# A multinomial problem has been solved programmatically, could someone please give a hint about how to solved it mathematically?

This post gives an example of Multinomial Distribution.

Two chess players have the probability Player A would win is 0.40, Player B would win is 0.35, game would end in a draw is 0.25.

The multinomial distribution can be used to answer questions such as: “If these two chess players played 12 games, what is the probability that Player A would win 7 games, Player B would win 2 games, the remaining 3 games would be drawn?”

That post has solved the problem programmatically in R.

dmultinom(x=c(7,2,3), prob = c(0.4,0.35,0.25))
## [1] 0.02483712


Could someone please give a hint about how to solved the problem mathematically?

someone gave a formula for this

$$n = \frac{12!}{7! \times 2! \times 3!}$$

the denominator represents all the possible unique ways to get the combination of (Player A wins 7 games, Player B wins 2 games, 3 drawn)

what does the $$12!$$ part represent?

the corresponding R code is

(factorial(x = 12) / (factorial(x = 7) * factorial(x = 2) * factorial(x = 3))) * (0.4 ^ 7) * (0.35 ^ 2) * (0.25 ^ 3)


and got

#> [1] 0.02483712


the result is equal to the first one, but why? where does this code from?

==================================================

→ **PARTS OF THE EXERCISE**:
1. Print the passage of the chess multinomial post that opens with the words containing "# A multinomial" and closes with "draw is 0.25.".
2. Pick up the chess multinomial post after its last sentence and continue writing it.
The entries play no part in this work.

→ **ENTRIES**:
==================================================

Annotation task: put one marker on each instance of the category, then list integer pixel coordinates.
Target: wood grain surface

==================================================

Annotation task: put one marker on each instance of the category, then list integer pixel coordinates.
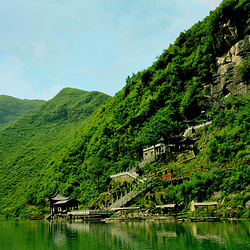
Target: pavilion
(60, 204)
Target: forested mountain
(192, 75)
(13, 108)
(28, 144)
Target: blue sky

==================================================

→ **PER-TASK ANSWERS**:
1.
# A multinomial problem has been solved programmatically, could someone please give a hint about how to solved it mathematically?

This post gives an example of Multinomial Distribution.

Two chess players have the probability Player A would win is 0.40, Player B would win is 0.35, game would end in a draw is 0.25.

2.
• If you really want to understand the meanings of the factorials, like $12!,$ then see my explanation at stats.stackexchange.com/a/415878/919. BTW, that R code is useful for textbook exercises but fails (due to underflow or overflow) on real problems where the numbers might be a little larger. Use logarithms and log factorials (lfactorial) instead. – whuber Oct 15 '19 at 13:10
• en.wikipedia.org/wiki/Multinomial_distribution think about these games as making 12 rolls of 3-sided dice and apply formula ------------------------------ if you would want me to add more just add comment – quester Oct 15 '19 at 18:56

What we need to solve this question are two things
1) How likely is one pattern where player A wins 7 games, Player B two games, and 3 draws. For example AAAAAAABBDDD This is $$p = 0.4^7*0.35^2*0.25^3 = 3.136^{-6}$$

2) The number of patterns with 7 wins for A two wins for B and 3 draws.
This is a permutation of multisets (see Wikipedia) $$n!/k_1!k_2!...k_m!$$
$$n$$ = number of elements and n! is the number of possible sequences of n different objects
$$k_1 ... k_m$$= Number of similar elements of each group, By dividing we correct for the n! for the fact that we do not have n different objects but instead some groups

For your chess problem n = 12 as it is the number of games,
k1 = 7 (wins for A),
k2= 2 (wins for B) and
k3= 3 (draws)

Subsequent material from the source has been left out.